Polecenie 1 - Wyodrębnij z rekordów każdy wiersz, w którym występuje słowo „building”. Wielkość liter ma znaczenie.

Od 3 lat z utęsknieniem czekam na jakąś ofertę programową ze strony jakiejkolwiek partii opozycyjnej, żeby móc z czymś polemizować. Bo cały czas widzę tylko i wyłącznie anty-PiS wśród totalnej opozycji. A tutaj jest zapowiedź przedstawienia na początku grudnia bardzo poważnego programu dla Polaków, z którym będziemy mogli wreszcie polemizować— mówił ironicznie w rozmowie z portalem wPolityce.pl Jarosław Sellin, wiceminister kultury I dziedzictwa narodowego.
wPolityce.pl: Mecenas Giertych już przesądza kto jest winien w sprawie KNF. Jak ocenia Pan jego działania?
Jarosław Sellin: Nie słyszałem, żeby Roman Giertych stał się prokuratorem. A od szukania winnych są prokuratorzy i służby. Te zadziałały i nadal intensywnie działają w sprawie KNF.
Prezydent powinien być przesłuchany, jak sugeruje Giertych?
Prokuratura prowadząc śledztwo w jakiejś sprawie ma prawo do ustalenia harmonogramu przesłuchań. Jeżeli uzna, że potrzebna jest rozmowa w sprawie z jakimś polskim obywatelem, niezależnie od stanowiska, jakie pełni, to powinien się na takim spotkaniu stawić.
Nagranie, które chce Giertych przekazać prokuraturze, to zapis rozmowy z lipca. Dlaczego, Pana zdaniem, wcześniej nie powiadomił o nim organów ścigania?
Jeżeli dysponuje jakimiś nagraniami dowodowymi w sprawie, którą prowadzi już prokuratura, to powinien je jak najszybciej dostarczyć. Myślę, że prokuratura też powinna wyjaśnić dlaczego coś, co wypełniało znamiona poważnego przestępstwa, czy podejrzenia przestępstwa, było przetrzymywane przez 8 miesięcy. Myślę, że pan Leszek Czarnecki i pan Roman Giertych również z tego powinni się wytłumaczyć. Bo jak jest podejrzenie popełnienia poważnego przestępstwa, to powinna być reakcja natychmiastowa, a nie zwlekanie przez tyle miesięcy z ujawnieniem materiałów, które mogłyby świadczyć o takim przestępstwie.
Opozycja chce ws. KNF komisji śledczej. O czym to świadczy?

Polecenie 2 - Poprowadź dalej wywiad z Jarosławem Sellinem o sprawie KNF, zaczynając tuż po ostatnim zdaniu.

Rekordy do przetworzenia -
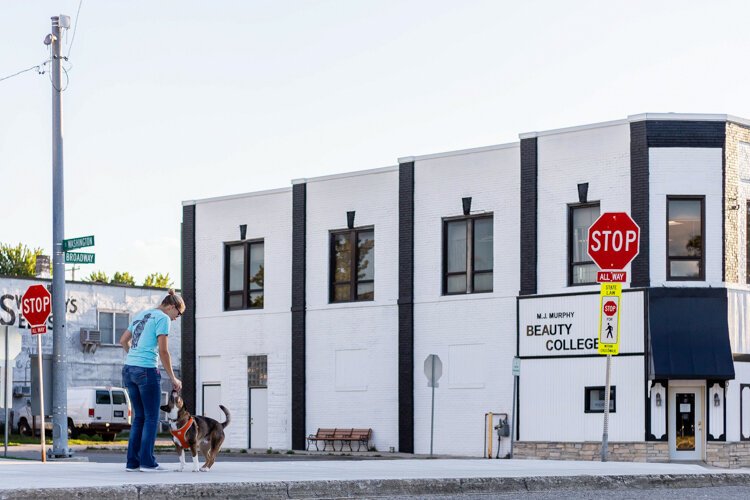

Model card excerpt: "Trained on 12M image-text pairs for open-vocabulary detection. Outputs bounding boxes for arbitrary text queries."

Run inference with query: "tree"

* * *

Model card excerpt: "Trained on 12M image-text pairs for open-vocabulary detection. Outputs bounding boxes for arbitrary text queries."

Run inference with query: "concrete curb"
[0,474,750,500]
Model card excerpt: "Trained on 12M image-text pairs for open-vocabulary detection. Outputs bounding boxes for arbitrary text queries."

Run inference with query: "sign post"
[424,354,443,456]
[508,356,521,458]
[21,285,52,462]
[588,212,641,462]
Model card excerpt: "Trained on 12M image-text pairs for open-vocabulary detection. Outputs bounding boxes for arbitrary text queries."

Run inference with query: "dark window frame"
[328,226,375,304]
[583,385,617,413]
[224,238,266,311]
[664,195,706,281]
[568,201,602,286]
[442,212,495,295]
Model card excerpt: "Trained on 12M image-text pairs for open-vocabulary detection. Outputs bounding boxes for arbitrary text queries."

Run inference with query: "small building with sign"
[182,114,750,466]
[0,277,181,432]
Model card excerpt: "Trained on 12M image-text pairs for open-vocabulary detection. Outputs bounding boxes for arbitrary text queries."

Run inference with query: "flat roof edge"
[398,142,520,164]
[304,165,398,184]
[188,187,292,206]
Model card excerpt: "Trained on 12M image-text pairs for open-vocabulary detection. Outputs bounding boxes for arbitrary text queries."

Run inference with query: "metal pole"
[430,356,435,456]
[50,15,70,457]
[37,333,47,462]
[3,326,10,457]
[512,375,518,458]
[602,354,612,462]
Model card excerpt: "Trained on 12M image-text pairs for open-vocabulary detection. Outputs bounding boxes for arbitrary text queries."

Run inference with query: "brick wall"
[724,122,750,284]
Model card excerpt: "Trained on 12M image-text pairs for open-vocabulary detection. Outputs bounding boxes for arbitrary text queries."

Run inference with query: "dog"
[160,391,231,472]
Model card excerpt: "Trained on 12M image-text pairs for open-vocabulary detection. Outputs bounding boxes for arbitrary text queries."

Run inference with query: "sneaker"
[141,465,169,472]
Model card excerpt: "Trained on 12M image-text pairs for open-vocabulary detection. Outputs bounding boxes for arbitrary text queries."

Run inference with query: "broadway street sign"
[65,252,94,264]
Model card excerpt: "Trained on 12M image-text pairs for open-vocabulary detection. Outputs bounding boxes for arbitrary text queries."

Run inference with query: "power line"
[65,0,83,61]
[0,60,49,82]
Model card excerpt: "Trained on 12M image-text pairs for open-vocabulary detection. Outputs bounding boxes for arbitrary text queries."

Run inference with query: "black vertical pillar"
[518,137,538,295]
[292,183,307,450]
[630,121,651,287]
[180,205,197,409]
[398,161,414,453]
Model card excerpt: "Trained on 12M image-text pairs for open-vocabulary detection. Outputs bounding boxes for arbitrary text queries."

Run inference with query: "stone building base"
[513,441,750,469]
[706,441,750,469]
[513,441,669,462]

Odpowiedź 1 -
Run inference with query: "small building with sign"
Run inference with query: "stone building base"

Odpowiedź 2 -
Komisje śledcze zostały wprowadzone do ustroju państwowego w 2000 roku z inicjatywy ówczesnego posła Marka Jurka i na okoliczność spraw, w których państwo nie zadziałało, np. nie poradziło sobie z jakąś aferą. Tak było w przypadku afery Rywina, a teraz jest w przypadku afery Amber Gold, czy nieściąganiem podatku VAT. Widać było, że w tych sprawach organa państwa sobie nie poradziły. Natomiast w sprawie KNF państwo zadziałało natychmiast. Jak tylko się okazało, że jest podejrzenie popełnienia przestępstwa i dowody na to i sprawa została upubliczniona, państwo zadziałało natychmiast. Narada u premiera z odpowiednimi służbami była jeszcze tego samego dnia, kiedy sprawa wyszła na jaw. Nie ma więc powodu, żeby powoływać w tej sprawie komisję śledczą.
A jak ocenia Pan śledztwo ws. „urodzin Hitlera” i roli dziennikarzy TVN?
Mam nadzieję, że to też będzie przez właściwe służby wyjaśnione. Czy rzeczywiście mieliśmy do czynienia z osobami tak chorymi, że w kraju, który został tak skrzywdzony przez hitlerowskie Niemcy komuś w ogóle przyszło do głowy, żeby czcić urodziny tego zbrodniarza, jakim był Adolf Hitler. Czy też zostało to zorganizowane, wyreżyserowane i zaprogramowane. Najważniejsze pytanie jest takie: komu zależało na tym, żeby tak bardzo zaszkodzić Polsce, bo przecież wiadomo, że takie obrazki idą w świat i tworzą bardzo złą prasę wokół Polski. Ktoś, kto coś takiego zrobił, działał świadomie na szkodę wizerunku narodu i państwa polskiego.
Zaskoczyła Pana nowa inicjatywa Ryszarda Petru?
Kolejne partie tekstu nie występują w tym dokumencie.